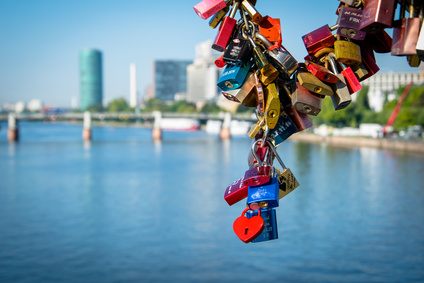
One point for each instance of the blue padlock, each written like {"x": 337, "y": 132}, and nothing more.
{"x": 233, "y": 76}
{"x": 270, "y": 231}
{"x": 264, "y": 196}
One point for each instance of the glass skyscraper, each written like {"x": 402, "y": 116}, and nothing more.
{"x": 170, "y": 77}
{"x": 91, "y": 79}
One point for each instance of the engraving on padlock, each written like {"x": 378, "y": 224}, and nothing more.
{"x": 267, "y": 72}
{"x": 272, "y": 108}
{"x": 270, "y": 231}
{"x": 352, "y": 81}
{"x": 255, "y": 16}
{"x": 283, "y": 130}
{"x": 271, "y": 29}
{"x": 247, "y": 229}
{"x": 286, "y": 179}
{"x": 241, "y": 94}
{"x": 261, "y": 152}
{"x": 420, "y": 44}
{"x": 219, "y": 16}
{"x": 235, "y": 192}
{"x": 264, "y": 196}
{"x": 238, "y": 51}
{"x": 301, "y": 120}
{"x": 377, "y": 15}
{"x": 405, "y": 34}
{"x": 347, "y": 52}
{"x": 225, "y": 30}
{"x": 220, "y": 62}
{"x": 349, "y": 22}
{"x": 233, "y": 76}
{"x": 207, "y": 8}
{"x": 312, "y": 83}
{"x": 318, "y": 39}
{"x": 254, "y": 130}
{"x": 322, "y": 73}
{"x": 341, "y": 98}
{"x": 306, "y": 102}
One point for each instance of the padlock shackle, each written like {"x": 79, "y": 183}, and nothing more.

# # # # # # #

Reproduce word for word everything from the line containing "One point for each instance of the glass" down through the last line of the entries above.

- **Problem solution**
One point for each instance of the glass skyscraper, each written like {"x": 402, "y": 116}, and nothing more.
{"x": 170, "y": 77}
{"x": 91, "y": 79}
One point for each instance of the engraving on padlock, each written like {"x": 378, "y": 224}, and nothing more.
{"x": 267, "y": 72}
{"x": 272, "y": 108}
{"x": 270, "y": 231}
{"x": 352, "y": 81}
{"x": 255, "y": 16}
{"x": 283, "y": 130}
{"x": 271, "y": 29}
{"x": 247, "y": 229}
{"x": 286, "y": 179}
{"x": 241, "y": 94}
{"x": 261, "y": 152}
{"x": 420, "y": 44}
{"x": 219, "y": 16}
{"x": 235, "y": 192}
{"x": 264, "y": 196}
{"x": 238, "y": 51}
{"x": 301, "y": 120}
{"x": 377, "y": 15}
{"x": 405, "y": 34}
{"x": 347, "y": 52}
{"x": 225, "y": 30}
{"x": 220, "y": 62}
{"x": 349, "y": 22}
{"x": 233, "y": 76}
{"x": 207, "y": 8}
{"x": 312, "y": 83}
{"x": 318, "y": 39}
{"x": 254, "y": 130}
{"x": 322, "y": 73}
{"x": 341, "y": 98}
{"x": 306, "y": 102}
One point for each instance of the padlock shackle, each written like {"x": 79, "y": 183}, and nothing more.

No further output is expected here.